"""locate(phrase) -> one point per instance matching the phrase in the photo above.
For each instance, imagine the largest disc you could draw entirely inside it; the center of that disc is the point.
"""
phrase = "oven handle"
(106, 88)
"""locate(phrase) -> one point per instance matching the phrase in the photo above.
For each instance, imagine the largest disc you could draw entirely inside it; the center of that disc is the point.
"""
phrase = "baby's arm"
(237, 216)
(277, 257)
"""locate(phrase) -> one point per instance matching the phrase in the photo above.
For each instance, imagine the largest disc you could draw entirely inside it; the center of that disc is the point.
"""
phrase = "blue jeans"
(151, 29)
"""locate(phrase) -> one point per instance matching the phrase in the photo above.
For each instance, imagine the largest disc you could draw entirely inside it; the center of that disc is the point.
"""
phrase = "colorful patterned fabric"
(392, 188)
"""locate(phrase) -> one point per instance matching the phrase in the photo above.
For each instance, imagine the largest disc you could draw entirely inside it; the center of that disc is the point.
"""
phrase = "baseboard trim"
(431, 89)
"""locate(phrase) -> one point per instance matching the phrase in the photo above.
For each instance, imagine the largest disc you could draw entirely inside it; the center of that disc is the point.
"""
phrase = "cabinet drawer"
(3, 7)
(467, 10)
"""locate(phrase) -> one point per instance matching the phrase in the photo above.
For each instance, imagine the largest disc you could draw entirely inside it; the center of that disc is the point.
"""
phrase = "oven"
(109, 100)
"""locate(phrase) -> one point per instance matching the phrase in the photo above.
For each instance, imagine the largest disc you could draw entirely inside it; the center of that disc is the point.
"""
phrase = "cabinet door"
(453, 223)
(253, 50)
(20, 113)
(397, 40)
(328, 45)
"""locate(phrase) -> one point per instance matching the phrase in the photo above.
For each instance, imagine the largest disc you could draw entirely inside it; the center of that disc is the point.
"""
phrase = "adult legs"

───

ACTIVITY
A complete, exact copy of the entries above is what is wanted.

EXERCISE RESPONSE
"""locate(phrase) -> one point per instance matching the phrase in the photo above.
For each instance, imagine the largest disc you could draw entirely inside it; the center of that disc is the point.
"""
phrase = "oven handle"
(106, 88)
"""locate(phrase) -> one point per instance matching the phrase in the photo above.
For each instance, imagine the largest disc you could draw entirely inside it; the center of that disc is the point.
"""
phrase = "baby's arm"
(237, 216)
(277, 257)
"""locate(phrase) -> one point per instance matching the phrase in the photo above.
For each instance, imagine the largest disc you could draw entirely inside it; the center of that disc is the point.
"""
phrase = "blue jeans"
(151, 29)
"""locate(phrase) -> one point per instance matching the phrase in the photo above.
For each instance, imagine the largest disc you could draw entirely inside it; the center of that disc is the point.
"""
phrase = "colorful patterned fabric"
(392, 188)
"""locate(phrase) -> one point per instance matching the phrase in the photo above.
For each instance, imagine the largest disc you could draw entirely inside it; the center of that disc is the point.
"""
phrase = "baseboard trim"
(431, 89)
"""locate(phrase) -> one point per instance matching the phrase in the photo above.
For each instance, imagine the largest disc you could draw entirely inside it; the center of that disc is the point.
"""
phrase = "cabinet drawer"
(3, 7)
(467, 10)
"""locate(phrase) -> one point per instance matching the phrase in the photo above.
For each instance, imagine the largest disc you could draw entirely inside it; the center of that disc is the point.
"""
phrase = "oven"
(109, 100)
"""locate(phrase) -> one point per instance matching the phrase in the photo above.
For each instance, imagine the largest disc you could draw entirely inside it; the center of that disc is the point.
"""
phrase = "cabinet door"
(453, 223)
(253, 50)
(20, 113)
(397, 40)
(328, 45)
"""locate(phrase) -> one point per instance matching the phrase in the photo above.
For each instance, imagine the largest disc you could draw entirely inside it; the center of that disc is the point.
"""
phrase = "adult legs"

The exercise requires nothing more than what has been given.